__ИСХОДНЫЙ ТЕКСТ__:
# Weltmeister stella, ремонт, прошу помощи



## mamaya777 (22 Сен 2016)

Добрый день, уважаемые! В аккордеоне weltmeister stella обнаружил такую вот картину - отрыв 5-ти деталей. Стыдно, но даже названия их не знаю. Как самому восстановить функциональность инструмента? Оторванные детали одинаковые ли, т.е. любую из них можно крепить к любому из 5-ти отверстий или есть последовательность? Есть у деталей верх и низ, или нет разницы? Если здесь нет специалиста, сообщите, пожалуйста, сайт где смогут подсказать.


----------



## Kuzalogly (22 Сен 2016)

Специалисты тут, конечно, есть. Есть даже простые любители.

Беда Ваша называется "Посыпались голосовые планки из-за старения мастики". Прилепить уже отвалившиеся- не спасёт.

__СТРОКИ ДАННЫХ__:
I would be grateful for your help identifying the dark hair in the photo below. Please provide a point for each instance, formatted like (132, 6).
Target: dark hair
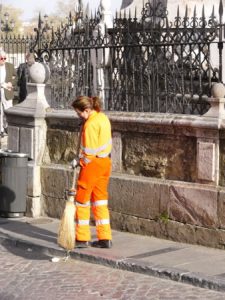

__ЧТО НУЖНО СДЕЛАТЬ__:
• A. Переведите на английский язык предложение «Специалисты тут, конечно, есть.» из ветки форума о ремонте аккордеона.
• B. Сколько деталей оторвалось в аккордеоне, согласно первому сообщению ветки форума о ремонте аккордеона?
• C. Продолжите обсуждение ремонта аккордеона Weltmeister Stella с того места, на котором оно останавливается.

__ОТВЕТЫ К ЗАДАНИЯМ__:
• A. There are, of course, specialists here.

• B. Пять деталей.

• C.
Нужно перезаливать ВСЕ планки ВСЕХ резонаторов, с переклейкой залогов и подстройкой голосов. Ибо возраст инструмента и качество тогдашней мастики привели к тому, что мы видим. 

По минимуму- это три полных рабочих дня квалифицированного человека, и совсем немного денег. Тыщ 5... В столице- дороже, в деревне- дешевле.


----------



## mamaya777 (22 Сен 2016)

Благодарю что отозвались! Немного стало ясно. Что мастер нужен - понимаю, но надо мне устранить ИМЕЮЩИЕСЯ недостатки хотя бы на время. Дальше будет понятно, нужно вкладываться ли в ремонт. На вопросы Вы так и не ответили, к сожалению. Верх и низ 4-х из 5-ти деталей смог определить по остаткам клея. Остальное неизвестно. Поэтому и прошу помощи. У меня визуально создалось впечатление, что эти детали одинаковые(может просто играют роль перепускных клапанов?) Плохо, что приходиться гадать...


----------



## Kuzalogly (22 Сен 2016)

mamaya777/ писал:


> 1. надо мне устранить ИМЕЮЩИЕСЯ недостатки хотя бы на время.
> 2. создалось впечатление, что может просто играют роль перепускных клапанов?)
> 3. Плохо, что приходиться гадать...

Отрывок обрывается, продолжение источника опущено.